[Textauszug]
Der Ukraine-Krieg. Ein Risiko in einigen Bilanzen. Denn durch die Sanktionen Russlands haben sich in der letzten Zeit viele Unternehmen die Frage gestellt: Gehen oder bleiben? Im Herbst letzten Jahres hatten erst 40 Prozent der deutschen Unternehmen Russland verlassen. Ende April meldete der Baustoffhersteller Knauf seinen Rückzug aus Russland, nachdem es kritische Berichte gegeben hatte.
So „einfach“, wie man sich dies vorstellt, ist dies in Wirklichkeit jedoch nicht. Knauf ist sicherlich nicht das einzige Unternehmen, das den „richtigen“ Zeitpunkt verpasst hat, sofern es diesen überhaupt gibt. Denn inzwischen haben sich auch die Berater aus Russland zurückgezogen.

[Liste der Einträge]
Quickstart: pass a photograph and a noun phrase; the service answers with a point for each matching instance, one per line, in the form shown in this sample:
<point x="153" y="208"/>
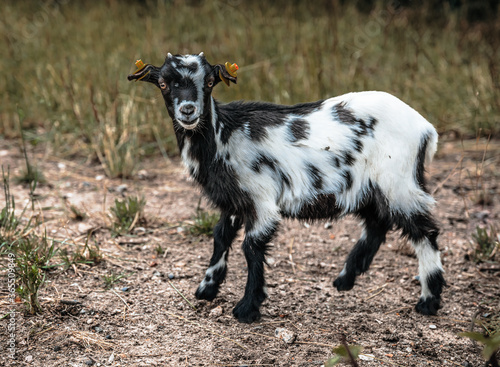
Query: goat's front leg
<point x="255" y="247"/>
<point x="224" y="233"/>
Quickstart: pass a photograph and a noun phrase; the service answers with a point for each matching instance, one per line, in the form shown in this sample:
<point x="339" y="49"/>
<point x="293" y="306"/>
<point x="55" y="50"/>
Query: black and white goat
<point x="359" y="153"/>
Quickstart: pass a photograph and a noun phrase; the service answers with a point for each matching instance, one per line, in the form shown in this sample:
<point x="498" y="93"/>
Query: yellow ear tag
<point x="223" y="79"/>
<point x="231" y="68"/>
<point x="140" y="65"/>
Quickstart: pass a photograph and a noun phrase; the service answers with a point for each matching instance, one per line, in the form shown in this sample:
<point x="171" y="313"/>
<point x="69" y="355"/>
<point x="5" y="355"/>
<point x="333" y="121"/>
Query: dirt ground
<point x="143" y="320"/>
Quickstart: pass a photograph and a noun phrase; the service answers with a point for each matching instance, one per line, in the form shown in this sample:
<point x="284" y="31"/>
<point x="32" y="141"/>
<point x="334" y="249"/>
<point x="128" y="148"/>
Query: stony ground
<point x="149" y="317"/>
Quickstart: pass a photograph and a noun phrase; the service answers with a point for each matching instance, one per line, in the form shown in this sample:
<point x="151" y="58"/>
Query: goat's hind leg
<point x="359" y="259"/>
<point x="422" y="232"/>
<point x="224" y="233"/>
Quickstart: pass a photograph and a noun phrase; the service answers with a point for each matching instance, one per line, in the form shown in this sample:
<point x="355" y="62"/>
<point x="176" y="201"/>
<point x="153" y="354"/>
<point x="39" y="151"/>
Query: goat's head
<point x="186" y="83"/>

[Aufgaben]
1 - Prüfe, ob diese Aussagen zum Text über den Ukraine-Krieg passen, und antworte jeweils mit Ja oder Nein samt den entscheidenden Worten aus dem Text als wörtlichem Zitat:
(a) Im Herbst letzten Jahres hatten erst 40 Prozent der deutschen Unternehmen Russland verlassen.
(b) Knauf meldete seinen Rückzug aus Russland Ende März.
(c) Die Berater sind in Russland geblieben.
2 - Schreib den Text über den Ukraine-Krieg mit ein paar Sätzen weiter, dort, wo er aufhört.
Die Einträge brauchst du hier nicht.

[Antworten]
1 -
(a) Ja: „Im Herbst letzten Jahres hatten erst 40 Prozent der deutschen Unternehmen Russland verlassen.“
(b) Nein: „Ende April meldete der Baustoffhersteller Knauf seinen Rückzug aus Russland“
(c) Nein: „Denn inzwischen haben sich auch die Berater aus Russland zurückgezogen.“

2 -
Ein Verlust entsteht in jedem Fall: Ob mit oder ohne Rückzug. Wie sich dies auf die Bilanz auswirkt, schauen wir uns in diesem Beitrag anhand eines Praxisbeispiels genauer an.
Erste Folgen der Sanktionen
Verkauf einer russischen Beteiligung: Dieses Thema hatte ich im letzten Jahr beim Besuch der Hauptversammlung der R Stahl AG, ein börsennotiertes Unternehmen in Baden-Württemberg, das sich auf Explosionsschutz spezialisiert hat. Der Verkauf der russischen Beteiligung ZAVOD wurde damals noch diskutiert.
Mein Fazit zur Hauptversammlung im letzten Jahr?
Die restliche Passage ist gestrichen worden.